### Text for analysis
= Mass media in Afghanistan =

The mass media in Afghanistan is monitored by the Ministry of Information and Culture, and includes broadcasting, digital and printing. It is mainly in Dari and Pashto, the official languages of the nation. Prior to the return of the Islamic Emirate in 2021, Afghanistan had over 107 TV stations and 284 radio stations, including 100s of print media and over 1,800 online media outlets. The number of digital media outlets is steadily increasing again with the help of Facebook, Instagram, TikTok, Twitter, YouTube, and other such online platforms. Islamic Emirate's spokesman Zabihullah Mujahid has emphasized that the media should be in line with Sharia and Afghanistan's national interests.

### Directions
a) Transcribe the passage on mass media in Afghanistan between "The mass media" and "Afghanistan's national interests.", inclusive.
b) Using the passage on mass media in Afghanistan, answer each question:
(i) Which ministry monitors the country's mass media?
(ii) How many radio stations did Afghanistan have before the return of the Islamic Emirate in 2021?
(iii) Who is the Islamic Emirate's spokesman named in the passage?
c) Write the next part of the article on mass media in Afghanistan, picking up after its final sentence.

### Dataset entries
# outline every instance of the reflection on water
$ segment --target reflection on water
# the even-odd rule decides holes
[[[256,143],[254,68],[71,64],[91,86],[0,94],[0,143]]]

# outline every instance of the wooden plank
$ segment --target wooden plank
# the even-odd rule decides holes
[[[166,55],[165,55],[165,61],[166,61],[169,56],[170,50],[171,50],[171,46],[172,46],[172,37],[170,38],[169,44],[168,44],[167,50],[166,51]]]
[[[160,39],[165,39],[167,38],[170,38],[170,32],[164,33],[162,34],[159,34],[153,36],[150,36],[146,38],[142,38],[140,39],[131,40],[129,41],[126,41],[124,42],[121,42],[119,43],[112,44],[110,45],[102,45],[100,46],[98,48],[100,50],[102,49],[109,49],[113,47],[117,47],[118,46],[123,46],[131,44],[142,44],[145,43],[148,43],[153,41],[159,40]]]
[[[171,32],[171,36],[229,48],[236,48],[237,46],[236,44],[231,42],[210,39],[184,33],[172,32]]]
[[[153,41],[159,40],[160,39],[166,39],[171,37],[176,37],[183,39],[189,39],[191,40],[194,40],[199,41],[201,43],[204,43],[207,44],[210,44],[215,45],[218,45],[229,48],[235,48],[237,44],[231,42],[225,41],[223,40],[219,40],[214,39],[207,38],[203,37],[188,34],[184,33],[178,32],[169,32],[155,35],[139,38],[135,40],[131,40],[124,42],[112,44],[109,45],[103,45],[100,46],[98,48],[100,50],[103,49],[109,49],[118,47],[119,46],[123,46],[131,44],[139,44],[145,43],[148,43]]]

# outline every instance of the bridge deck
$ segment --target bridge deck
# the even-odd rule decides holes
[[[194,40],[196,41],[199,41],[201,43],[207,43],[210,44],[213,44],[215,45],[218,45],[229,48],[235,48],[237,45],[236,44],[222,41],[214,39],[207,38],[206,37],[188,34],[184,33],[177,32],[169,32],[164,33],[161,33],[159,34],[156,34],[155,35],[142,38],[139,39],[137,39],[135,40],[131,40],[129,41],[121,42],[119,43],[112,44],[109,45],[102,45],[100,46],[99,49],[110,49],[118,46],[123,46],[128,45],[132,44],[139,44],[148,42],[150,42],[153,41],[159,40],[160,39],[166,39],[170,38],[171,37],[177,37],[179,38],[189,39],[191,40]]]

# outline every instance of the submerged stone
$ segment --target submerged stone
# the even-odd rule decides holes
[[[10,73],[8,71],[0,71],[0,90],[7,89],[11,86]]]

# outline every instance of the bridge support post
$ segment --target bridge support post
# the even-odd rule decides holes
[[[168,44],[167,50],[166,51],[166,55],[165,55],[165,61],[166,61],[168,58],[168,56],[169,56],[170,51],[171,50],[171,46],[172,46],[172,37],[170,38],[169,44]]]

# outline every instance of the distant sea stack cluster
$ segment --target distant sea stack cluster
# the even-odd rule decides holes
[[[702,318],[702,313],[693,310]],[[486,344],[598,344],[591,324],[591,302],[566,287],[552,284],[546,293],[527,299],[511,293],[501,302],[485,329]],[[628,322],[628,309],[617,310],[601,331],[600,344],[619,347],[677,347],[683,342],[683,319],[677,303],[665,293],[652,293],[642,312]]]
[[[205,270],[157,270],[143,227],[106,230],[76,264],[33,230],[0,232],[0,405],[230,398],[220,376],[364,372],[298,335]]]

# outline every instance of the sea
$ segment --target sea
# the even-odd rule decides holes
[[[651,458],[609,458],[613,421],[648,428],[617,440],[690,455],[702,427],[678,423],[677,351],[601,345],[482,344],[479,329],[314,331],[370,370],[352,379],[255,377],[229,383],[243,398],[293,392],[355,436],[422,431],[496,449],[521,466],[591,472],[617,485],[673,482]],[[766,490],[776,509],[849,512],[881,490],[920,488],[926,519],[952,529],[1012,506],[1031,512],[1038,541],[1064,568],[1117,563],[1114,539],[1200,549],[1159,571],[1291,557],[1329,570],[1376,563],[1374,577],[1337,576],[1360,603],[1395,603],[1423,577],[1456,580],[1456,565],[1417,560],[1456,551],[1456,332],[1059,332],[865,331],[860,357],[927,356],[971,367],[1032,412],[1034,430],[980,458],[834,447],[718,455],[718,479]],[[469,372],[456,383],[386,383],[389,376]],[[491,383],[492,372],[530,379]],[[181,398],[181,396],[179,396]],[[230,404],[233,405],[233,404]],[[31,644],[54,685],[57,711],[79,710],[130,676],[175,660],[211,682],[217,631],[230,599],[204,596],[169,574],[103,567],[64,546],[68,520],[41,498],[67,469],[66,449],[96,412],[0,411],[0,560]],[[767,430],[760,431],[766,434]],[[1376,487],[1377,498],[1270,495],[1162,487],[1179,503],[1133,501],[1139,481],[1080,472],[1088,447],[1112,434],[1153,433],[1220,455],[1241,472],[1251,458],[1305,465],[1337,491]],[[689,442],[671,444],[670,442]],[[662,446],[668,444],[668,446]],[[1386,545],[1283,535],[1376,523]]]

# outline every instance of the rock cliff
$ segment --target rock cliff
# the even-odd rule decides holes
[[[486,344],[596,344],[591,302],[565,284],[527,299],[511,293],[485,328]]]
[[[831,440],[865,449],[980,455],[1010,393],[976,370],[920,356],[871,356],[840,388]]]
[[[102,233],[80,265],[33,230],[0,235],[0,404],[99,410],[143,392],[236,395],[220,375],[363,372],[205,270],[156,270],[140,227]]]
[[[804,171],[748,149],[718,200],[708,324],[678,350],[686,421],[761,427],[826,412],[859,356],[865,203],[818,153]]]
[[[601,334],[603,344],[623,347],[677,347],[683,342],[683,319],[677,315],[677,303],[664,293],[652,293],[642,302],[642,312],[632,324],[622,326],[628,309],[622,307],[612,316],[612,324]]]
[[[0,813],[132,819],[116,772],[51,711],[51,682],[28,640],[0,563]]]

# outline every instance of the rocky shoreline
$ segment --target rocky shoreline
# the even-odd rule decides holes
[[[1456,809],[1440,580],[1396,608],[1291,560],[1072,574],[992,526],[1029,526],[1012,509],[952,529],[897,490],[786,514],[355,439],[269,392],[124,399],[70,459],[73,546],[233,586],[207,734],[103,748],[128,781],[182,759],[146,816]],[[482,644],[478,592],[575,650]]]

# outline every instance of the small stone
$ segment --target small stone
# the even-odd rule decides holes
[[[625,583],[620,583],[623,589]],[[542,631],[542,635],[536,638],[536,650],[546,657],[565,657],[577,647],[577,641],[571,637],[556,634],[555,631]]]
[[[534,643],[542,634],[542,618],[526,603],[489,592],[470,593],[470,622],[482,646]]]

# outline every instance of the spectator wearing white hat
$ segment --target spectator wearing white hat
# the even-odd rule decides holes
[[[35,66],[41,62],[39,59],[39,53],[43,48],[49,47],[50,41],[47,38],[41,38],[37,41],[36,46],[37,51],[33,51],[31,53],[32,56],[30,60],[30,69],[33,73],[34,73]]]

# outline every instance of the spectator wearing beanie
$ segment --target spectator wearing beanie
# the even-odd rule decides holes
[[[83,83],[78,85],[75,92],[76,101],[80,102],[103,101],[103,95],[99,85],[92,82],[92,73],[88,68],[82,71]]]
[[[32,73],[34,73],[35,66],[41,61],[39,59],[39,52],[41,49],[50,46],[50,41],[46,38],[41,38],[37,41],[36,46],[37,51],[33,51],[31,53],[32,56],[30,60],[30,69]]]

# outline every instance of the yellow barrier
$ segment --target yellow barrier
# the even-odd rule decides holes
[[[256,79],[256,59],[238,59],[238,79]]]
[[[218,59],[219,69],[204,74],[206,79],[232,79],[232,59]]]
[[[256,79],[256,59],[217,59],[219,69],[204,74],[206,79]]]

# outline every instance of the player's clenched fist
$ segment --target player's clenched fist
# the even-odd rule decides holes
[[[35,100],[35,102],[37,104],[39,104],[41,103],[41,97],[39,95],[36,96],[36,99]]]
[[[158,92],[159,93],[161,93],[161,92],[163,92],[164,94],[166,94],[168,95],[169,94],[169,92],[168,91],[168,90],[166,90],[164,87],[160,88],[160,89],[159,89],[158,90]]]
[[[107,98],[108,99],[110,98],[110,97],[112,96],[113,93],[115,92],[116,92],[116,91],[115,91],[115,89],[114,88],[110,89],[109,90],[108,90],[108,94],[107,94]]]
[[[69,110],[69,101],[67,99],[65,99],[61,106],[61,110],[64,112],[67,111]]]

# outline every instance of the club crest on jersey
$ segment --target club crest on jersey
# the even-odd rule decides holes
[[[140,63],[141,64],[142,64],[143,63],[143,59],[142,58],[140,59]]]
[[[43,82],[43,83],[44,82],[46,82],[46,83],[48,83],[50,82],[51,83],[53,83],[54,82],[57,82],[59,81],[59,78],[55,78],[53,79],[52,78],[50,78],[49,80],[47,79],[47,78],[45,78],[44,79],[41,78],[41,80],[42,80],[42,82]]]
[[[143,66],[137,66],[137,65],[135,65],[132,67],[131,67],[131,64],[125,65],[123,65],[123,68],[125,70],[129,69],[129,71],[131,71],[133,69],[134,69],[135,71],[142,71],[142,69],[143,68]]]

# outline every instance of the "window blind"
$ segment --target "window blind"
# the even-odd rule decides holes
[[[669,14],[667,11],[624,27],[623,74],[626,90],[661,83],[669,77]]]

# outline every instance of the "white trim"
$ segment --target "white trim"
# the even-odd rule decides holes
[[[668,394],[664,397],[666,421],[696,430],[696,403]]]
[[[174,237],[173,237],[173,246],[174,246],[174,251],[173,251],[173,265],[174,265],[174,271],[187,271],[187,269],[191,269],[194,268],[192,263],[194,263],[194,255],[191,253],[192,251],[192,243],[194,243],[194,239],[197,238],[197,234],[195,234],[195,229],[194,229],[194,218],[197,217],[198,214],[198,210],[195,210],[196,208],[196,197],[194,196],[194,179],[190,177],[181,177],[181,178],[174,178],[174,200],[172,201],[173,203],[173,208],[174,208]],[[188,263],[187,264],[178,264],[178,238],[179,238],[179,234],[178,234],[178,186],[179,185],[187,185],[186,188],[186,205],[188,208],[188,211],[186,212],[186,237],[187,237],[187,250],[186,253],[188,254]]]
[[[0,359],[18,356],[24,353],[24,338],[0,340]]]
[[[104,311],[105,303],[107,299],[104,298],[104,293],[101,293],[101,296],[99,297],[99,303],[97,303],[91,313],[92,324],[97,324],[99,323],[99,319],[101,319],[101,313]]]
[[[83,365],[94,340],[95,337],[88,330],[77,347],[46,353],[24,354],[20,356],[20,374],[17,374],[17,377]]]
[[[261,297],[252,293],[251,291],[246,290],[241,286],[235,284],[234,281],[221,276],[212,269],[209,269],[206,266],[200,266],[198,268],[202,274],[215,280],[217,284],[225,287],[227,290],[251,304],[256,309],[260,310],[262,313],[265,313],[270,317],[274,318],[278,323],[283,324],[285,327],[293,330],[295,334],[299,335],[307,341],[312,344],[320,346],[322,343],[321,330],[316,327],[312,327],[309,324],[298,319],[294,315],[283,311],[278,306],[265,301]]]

### List of answers
a)
The mass media in Afghanistan is monitored by the Ministry of Information and Culture, and includes broadcasting, digital and printing. It is mainly in Dari and Pashto, the official languages of the nation. Prior to the return of the Islamic Emirate in 2021, Afghanistan had over 107 TV stations and 284 radio stations, including 100s of print media and over 1,800 online media outlets. The number of digital media outlets is steadily increasing again with the help of Facebook, Instagram, TikTok, Twitter, YouTube, and other such online platforms. Islamic Emirate's spokesman Zabihullah Mujahid has emphasized that the media should be in line with Sharia and Afghanistan's national interests.

b)
(i) The Ministry of Information and Culture.
(ii) 284 radio stations.
(iii) Zabihullah Mujahid.

c)
Following the Taliban’s return to power in 2021, media outlets and freedom of expression in Afghanistan have been severely restricted. Nai in Exile, an Afghan media advocacy group, said the Taliban are increasingly using Afghanistan’s private media as tools of state propaganda rather than relying only on censorship and violence. According to the group, outlets are forced to follow Taliban-approved narratives, language, and editorial rules, while banned content is suppressed and media are used to spread fear through propaganda material such as military displays and forced confessions. The group warned that this environment is severely damaging independent journalism and could undermine the credibility of private media in any future post-Taliban period.

==Media history==
The first newspaper, Shams-ul-Nahar شمس النهار was published in 1873 during the rule of Sher Ali Khan.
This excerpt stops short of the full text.